Consegna:
Prosegui il testo sulla tutela antidiscriminatoria degli alunni con disabilità dovuta ad epilessia a partire dalla sua ultima frase.

Estratto della fonte:
Elementi di tutela antidiscriminatoria in caso di disabilità dovuta ad epilessia.

I genitori di bambini e di ragazzi con disabilità dovuta ad epilessia possono trovarsi ad affrontare in ambito scolastico vari problemi di carattere discriminatorio dovuti alla malattia. La scuola stessa spesso si trova in difficoltà nella gestione di queste situazioni. Per questo motivo vengono di seguito forniti i riferimenti alle normative per affrontare le più comuni problematiche in ambito scolastico : 
  -    scelta della scuola
-       numero di ore assegnate all’insegnante di sostegno
  -    somministrazione di farmaci da parte del personale scolastico
Scelta della scuola
Nell’ordinamento italiano il diritto alla frequenza della scuola dei bambini e ragazzi disabili è garantito oltre che dalla Costituzione (art. 38 III comma) anche dalla Legge 104/92, art.12 , comma 2 .
Le scuole private, paritarie o parificate, ai sensi della Legge n. 62/2000, sono obbligate a realizzare l'integrazione scolastica, come espressamente previsto nell'art.1, comma 3, comma 4 lettera 'e' e comma 14.
Il D.lgs. n. 76 del 2005 all’art. 1 comma 3 recita: “La Repubblica assicura a tutti il diritto all'istruzione e alla formazione, per almeno dodici anni o, comunque, sino al conseguimento di una qualifica di durata almeno triennale entro il diciottesimo anno di età”.
Relativamente alle persone con handicap (L.104/92), l’art. 12, comma 1 recita: “Al bambino da 0 a 3 anni handicappato è garantito l’inserimento negli asili nido” e il comma 2: “È garantito il diritto all’educazione e all’istruzione della persona handicappata nelle sezioni della scuola materna, nelle classi comuni delle istituzioni scolastiche di ogni ordine e grado e nelle istituzioni universitarie”. L’iscrizione alla scuola pubblica, paritaria o parificata, è dunque un diritto esigibile
In caso di rifiuto o problemi relativi all’iscrizione, i genitori possono fare ricorso al TAR o al Tribunale per un intervento d’urgenza, ai sensi dell’art. 700 del Codice di Procedura Civile.

Assegnazione delle ore di sostegno
L'insegnante di sostegno è un docente in possesso di idonea specializzazione che viene assegnato alla classe in cui è iscritto uno studente disabile. Le ore di sostegno vengono determinate sulla base dei Piani Educativi Individualizzati (PEI). 
Questo e’ uno strumento che evidenzia le necessità d’integrazione del disabile. Se non vengono assegnate le ore di sostegno necessarie per vincoli di bilancio o altri vincoli normativi, decade il principio del diritto allo studio garantito dalla Costituzione, dalla normativa speciale (Legge n. 104/1992) e dalla convenzione ONU sui diritti delle persone con disabilita’, ratificata dall’Italia nel 2009.

Righe fornite:
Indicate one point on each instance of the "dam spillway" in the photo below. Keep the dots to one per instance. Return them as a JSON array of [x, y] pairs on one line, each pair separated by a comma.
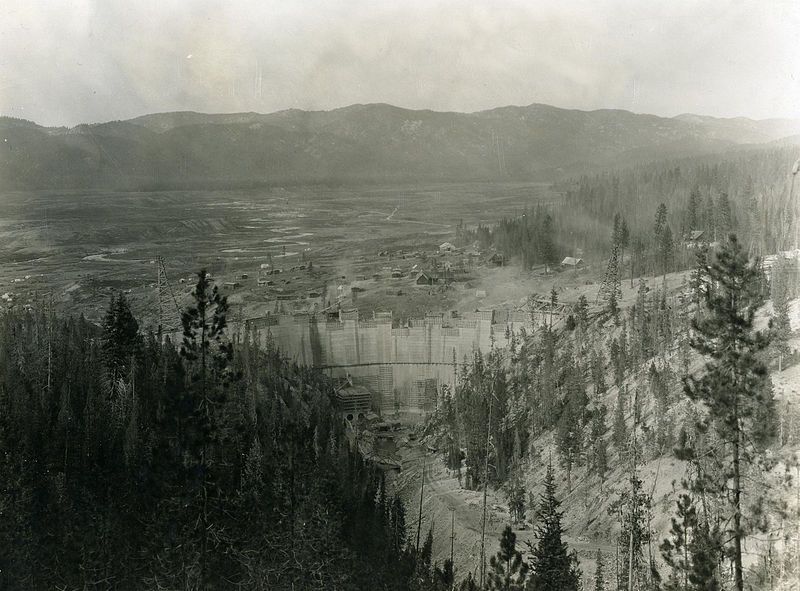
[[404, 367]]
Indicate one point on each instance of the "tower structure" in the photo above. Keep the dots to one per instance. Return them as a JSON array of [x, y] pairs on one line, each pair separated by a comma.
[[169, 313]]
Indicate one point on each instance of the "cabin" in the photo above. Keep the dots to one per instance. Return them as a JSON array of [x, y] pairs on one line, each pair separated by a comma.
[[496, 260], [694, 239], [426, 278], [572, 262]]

==

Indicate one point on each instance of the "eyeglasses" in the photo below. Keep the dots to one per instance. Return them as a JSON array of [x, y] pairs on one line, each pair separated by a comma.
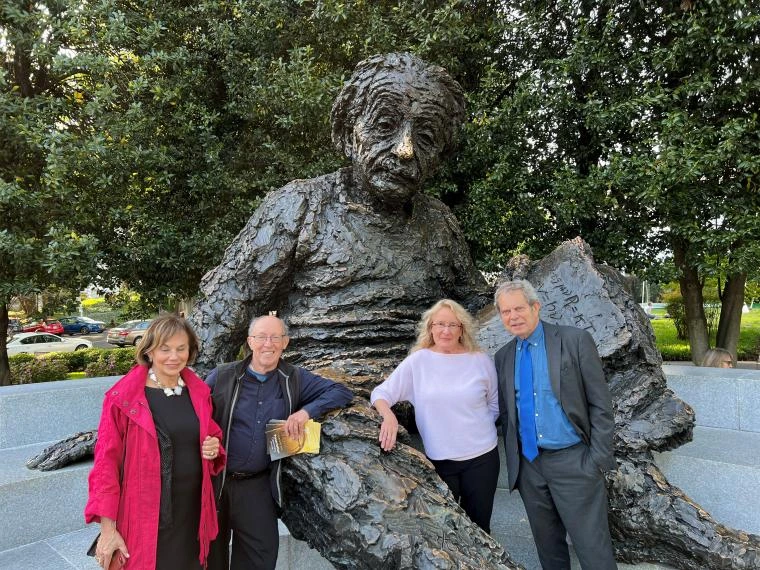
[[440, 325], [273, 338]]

Spazio risposta:
In caso di assegnazione di un numero di ore di sostegno inferiori a quelle stabilite dal PEI, i genitori degli alunni interessati possono rivolgersi o al TAR, oppure fare ricorso alla procedura prevista dalla legge n. 67 del 2006 “ Misure per la tutela giudiziaria delle persone con disabilità vittime di discriminazioni”. 

Somministrazione farmaci
La somministrazione di farmaci durante l’orario scolastico, al di fuori delle situazioni di emergenza, e’ disciplinata dalle raccomandazioni del 2005 del Ministero della salute e dal MIUR e dai protocolli d’intesa che vengono stipulati tra ASL e Uffici Scolatici Regionali (USR). La somministrazione deve avvenire in base ad autorizzazioni specifiche rilasciate dalle ASL e non deve richiedere il possesso di cognizioni specialistiche di tipo sanitario, né l’esercizio di discrezionalità tecnica. Essa coinvolge, nelle rispettive responsabilità e competenze, le famiglie degli alunni e/o gli esercenti la potestà genitoriale, la scuola, dal dirigente scolastico al personale docente ed ATA, i servizi sanitari, dai medici di base alle ASL di competenza e gli enti locali, negli operatori assegnati. I genitori devono inoltrare richiesta formale, previa certificazione medica attestante lo stato di malattia dell’alunno, che indichi la prescrizione dei farmaci da assumere, la loro modalità di conservazione, i tempi di somministrazione e la posologia. I dirigenti scolastici, a seguito della richiesta, individuano il luogo fisico idoneo per la conservazione e la somministrazione dei farmaci; autorizzano eventualmente i genitori o i loro delegati ad accedere a scuola durante l’orario scolastico per la somministrazione dei farmaci; verificano la disponibilità degli operatori scolastici in servizio a garantire la continuità della somministrazione. Questi ultimi possono essere individuati tra il personale docente ed ATA che abbia seguito i corsi di pronto soccorso. 
Qualora nell’edificio non siano presenti locali idonei, non vi sia disponibilità alla somministrazione o non sussistano i requisiti professionali necessari, i dirigenti scolastici, in virtù dell’autonomia scolastica, possono individuare altri soggetti istituzionali del territorio con i quali stipulare accordi e convenzioni. Nel caso in cui anche tale soluzione non sia attuabile, possono attivare collaborazioni con gli Assessorati per la Salute e per i Servizi sociali e, qualora non si dia anche tale condizione, devono darne comunicazione formale ai genitori o agli esercitanti la potestà genitoriale e al Sindaco del Comune di residenza dell’alunno. Occorrerà in tali casi trovare soluzioni specifiche. 

In caso si verifichi una situazione d’emergenza non risolvibile con gli interventi programmati si fa ricorso al Servizio Sanitario Nazionale di Pronto Soccorso.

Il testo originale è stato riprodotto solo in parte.